__Instructions for the task__: Output as a JSON list of strings the lines of the material from the line with "Please segment every instance of the <item>porous" up to and including the line with "124L480 132L463 123L450", one string per line and blank lines left out.

-- Start of Input --

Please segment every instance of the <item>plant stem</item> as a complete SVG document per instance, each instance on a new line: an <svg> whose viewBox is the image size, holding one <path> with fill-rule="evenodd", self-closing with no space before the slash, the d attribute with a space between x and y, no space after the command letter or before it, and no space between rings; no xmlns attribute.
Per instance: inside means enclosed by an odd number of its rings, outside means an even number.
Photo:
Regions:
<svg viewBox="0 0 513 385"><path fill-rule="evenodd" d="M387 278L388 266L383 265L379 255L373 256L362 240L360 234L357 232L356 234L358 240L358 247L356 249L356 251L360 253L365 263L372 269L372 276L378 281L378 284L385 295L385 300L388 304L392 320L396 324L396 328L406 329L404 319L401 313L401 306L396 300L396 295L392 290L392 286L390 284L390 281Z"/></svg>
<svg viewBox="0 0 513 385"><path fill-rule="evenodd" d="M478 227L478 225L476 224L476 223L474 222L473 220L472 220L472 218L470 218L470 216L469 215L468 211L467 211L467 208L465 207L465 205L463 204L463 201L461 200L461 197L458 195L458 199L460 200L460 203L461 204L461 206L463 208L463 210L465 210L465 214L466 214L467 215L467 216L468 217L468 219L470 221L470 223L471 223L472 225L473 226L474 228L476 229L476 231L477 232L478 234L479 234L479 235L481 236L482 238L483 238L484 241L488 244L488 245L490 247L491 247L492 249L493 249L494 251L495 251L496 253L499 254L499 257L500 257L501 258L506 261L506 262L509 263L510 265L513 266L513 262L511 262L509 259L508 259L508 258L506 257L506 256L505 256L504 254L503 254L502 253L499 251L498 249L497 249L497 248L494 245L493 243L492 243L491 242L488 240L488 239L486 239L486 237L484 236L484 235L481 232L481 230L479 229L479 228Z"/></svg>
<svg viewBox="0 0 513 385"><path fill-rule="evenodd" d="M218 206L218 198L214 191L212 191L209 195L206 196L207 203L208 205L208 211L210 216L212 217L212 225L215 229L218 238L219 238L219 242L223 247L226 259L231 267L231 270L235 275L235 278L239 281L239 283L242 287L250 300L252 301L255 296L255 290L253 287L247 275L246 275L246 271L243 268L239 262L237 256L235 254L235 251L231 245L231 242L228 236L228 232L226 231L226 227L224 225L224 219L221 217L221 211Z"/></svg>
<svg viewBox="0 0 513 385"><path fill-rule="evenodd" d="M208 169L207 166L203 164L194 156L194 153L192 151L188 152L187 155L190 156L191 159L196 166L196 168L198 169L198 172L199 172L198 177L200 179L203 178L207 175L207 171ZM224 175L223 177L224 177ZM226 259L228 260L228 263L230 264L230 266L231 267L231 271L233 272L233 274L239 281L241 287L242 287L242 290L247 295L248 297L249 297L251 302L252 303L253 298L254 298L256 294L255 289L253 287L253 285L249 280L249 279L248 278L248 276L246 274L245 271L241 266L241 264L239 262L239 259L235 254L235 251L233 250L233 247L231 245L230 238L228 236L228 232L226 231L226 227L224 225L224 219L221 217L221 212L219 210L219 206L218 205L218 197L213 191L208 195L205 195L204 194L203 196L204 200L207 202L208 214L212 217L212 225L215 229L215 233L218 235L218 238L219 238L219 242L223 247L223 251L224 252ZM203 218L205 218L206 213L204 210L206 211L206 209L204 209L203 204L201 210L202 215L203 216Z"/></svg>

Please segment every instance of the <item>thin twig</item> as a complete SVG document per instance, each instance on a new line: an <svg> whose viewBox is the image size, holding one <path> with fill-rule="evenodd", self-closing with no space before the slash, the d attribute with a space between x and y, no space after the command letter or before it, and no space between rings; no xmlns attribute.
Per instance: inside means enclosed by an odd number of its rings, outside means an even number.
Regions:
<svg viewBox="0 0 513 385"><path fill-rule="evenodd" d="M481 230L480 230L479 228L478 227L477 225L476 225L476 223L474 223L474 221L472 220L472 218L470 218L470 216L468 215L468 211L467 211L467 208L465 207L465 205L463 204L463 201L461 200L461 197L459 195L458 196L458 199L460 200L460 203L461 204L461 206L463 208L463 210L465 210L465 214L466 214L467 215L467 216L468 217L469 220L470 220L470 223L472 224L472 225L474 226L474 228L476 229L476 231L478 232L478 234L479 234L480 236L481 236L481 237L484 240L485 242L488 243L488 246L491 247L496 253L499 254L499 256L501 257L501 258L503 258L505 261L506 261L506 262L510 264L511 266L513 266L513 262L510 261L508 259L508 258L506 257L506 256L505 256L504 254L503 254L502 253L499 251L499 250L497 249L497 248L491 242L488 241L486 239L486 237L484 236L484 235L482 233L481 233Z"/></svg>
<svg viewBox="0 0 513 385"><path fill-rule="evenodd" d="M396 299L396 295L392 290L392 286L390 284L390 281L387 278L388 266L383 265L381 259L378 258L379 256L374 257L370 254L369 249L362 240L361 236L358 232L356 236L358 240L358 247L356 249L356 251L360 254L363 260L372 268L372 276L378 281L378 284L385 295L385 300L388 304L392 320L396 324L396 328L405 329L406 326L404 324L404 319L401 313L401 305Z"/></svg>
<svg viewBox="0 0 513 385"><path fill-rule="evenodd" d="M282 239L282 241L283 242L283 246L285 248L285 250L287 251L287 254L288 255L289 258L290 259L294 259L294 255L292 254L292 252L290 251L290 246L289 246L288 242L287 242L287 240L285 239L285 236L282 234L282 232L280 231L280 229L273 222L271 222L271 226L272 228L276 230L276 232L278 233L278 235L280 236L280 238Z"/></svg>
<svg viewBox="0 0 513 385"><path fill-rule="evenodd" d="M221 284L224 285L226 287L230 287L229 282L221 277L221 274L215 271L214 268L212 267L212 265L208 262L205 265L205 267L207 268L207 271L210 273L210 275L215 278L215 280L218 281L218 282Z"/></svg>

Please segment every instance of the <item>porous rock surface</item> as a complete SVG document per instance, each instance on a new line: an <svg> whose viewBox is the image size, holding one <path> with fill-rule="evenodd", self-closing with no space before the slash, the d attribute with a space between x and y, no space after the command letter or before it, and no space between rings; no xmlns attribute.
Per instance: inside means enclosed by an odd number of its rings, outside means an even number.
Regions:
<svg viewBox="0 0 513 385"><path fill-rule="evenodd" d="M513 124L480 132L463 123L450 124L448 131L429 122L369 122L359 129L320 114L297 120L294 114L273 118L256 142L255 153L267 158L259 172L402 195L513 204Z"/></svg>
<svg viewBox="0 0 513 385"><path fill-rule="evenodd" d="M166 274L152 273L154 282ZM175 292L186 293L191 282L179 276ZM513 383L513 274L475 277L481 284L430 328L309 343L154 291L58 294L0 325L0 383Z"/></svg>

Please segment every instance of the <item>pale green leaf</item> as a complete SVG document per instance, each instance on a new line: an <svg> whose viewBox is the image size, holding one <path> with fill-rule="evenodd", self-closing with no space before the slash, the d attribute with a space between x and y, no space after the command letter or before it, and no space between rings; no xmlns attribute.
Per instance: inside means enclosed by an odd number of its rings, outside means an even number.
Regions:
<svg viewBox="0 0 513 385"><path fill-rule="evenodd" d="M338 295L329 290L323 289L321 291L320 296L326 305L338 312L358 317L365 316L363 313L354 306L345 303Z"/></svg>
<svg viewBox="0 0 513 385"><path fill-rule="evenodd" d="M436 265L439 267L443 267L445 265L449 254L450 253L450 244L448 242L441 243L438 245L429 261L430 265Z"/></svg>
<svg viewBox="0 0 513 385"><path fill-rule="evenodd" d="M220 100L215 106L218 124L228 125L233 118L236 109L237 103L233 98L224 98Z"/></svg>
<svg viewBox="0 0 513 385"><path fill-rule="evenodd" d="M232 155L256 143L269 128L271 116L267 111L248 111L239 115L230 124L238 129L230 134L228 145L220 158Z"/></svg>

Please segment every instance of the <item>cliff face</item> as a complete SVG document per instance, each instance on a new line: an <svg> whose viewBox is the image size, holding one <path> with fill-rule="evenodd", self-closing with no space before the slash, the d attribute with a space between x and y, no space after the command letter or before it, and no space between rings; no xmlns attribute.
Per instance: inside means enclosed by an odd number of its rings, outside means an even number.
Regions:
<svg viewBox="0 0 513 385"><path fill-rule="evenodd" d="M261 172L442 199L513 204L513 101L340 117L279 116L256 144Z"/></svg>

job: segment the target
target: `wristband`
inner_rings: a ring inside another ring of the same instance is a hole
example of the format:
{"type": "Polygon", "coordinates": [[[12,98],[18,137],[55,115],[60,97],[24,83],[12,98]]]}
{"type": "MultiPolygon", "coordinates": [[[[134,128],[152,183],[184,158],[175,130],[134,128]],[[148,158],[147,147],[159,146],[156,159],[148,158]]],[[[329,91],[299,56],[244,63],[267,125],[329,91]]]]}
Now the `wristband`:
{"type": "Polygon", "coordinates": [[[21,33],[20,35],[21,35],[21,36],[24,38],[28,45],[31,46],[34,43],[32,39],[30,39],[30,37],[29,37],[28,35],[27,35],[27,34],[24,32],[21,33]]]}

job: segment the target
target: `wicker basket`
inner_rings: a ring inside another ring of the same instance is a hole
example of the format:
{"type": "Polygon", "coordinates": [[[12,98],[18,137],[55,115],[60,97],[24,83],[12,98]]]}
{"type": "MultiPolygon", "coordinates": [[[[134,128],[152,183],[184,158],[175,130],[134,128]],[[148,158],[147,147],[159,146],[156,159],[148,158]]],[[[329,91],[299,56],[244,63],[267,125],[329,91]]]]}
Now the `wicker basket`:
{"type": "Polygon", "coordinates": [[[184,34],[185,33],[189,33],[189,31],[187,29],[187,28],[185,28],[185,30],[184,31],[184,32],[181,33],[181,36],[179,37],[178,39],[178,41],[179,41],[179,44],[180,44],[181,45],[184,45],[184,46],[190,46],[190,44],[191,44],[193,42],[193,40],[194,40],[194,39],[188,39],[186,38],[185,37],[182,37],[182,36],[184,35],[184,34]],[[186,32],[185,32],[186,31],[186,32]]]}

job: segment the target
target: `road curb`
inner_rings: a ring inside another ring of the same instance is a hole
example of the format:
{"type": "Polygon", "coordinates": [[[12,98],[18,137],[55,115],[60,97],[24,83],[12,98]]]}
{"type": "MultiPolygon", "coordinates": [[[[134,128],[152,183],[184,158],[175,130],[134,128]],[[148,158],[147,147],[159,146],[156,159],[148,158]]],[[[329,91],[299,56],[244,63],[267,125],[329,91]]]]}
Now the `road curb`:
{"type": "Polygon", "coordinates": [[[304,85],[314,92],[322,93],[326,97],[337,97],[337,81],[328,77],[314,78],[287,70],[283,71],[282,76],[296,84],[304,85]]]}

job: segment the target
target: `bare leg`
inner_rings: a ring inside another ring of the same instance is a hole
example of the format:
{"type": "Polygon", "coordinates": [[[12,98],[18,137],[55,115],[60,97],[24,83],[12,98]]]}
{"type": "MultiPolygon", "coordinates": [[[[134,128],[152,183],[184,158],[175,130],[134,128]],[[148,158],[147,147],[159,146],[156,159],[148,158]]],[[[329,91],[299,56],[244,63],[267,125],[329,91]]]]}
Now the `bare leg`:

-- End of Input --

__Response__:
[
  "Please segment every instance of the <item>porous rock surface</item> as a complete SVG document per instance, each instance on a new line: an <svg> whose viewBox is the image size, holding one <path> with fill-rule=\"evenodd\", self-closing with no space before the slash, the d attribute with a space between x and y, no space after the command letter or before it, and no space between rings; no xmlns attribute.",
  "Per instance: inside means enclosed by an odd number of its rings, outside means an even number.",
  "Regions:",
  "<svg viewBox=\"0 0 513 385\"><path fill-rule=\"evenodd\" d=\"M513 124L480 132L463 123L450 124L448 131L429 122L369 122L359 129L320 114L297 120L294 114L273 118L256 142L255 153L267 158L259 172L402 195L513 204Z\"/></svg>"
]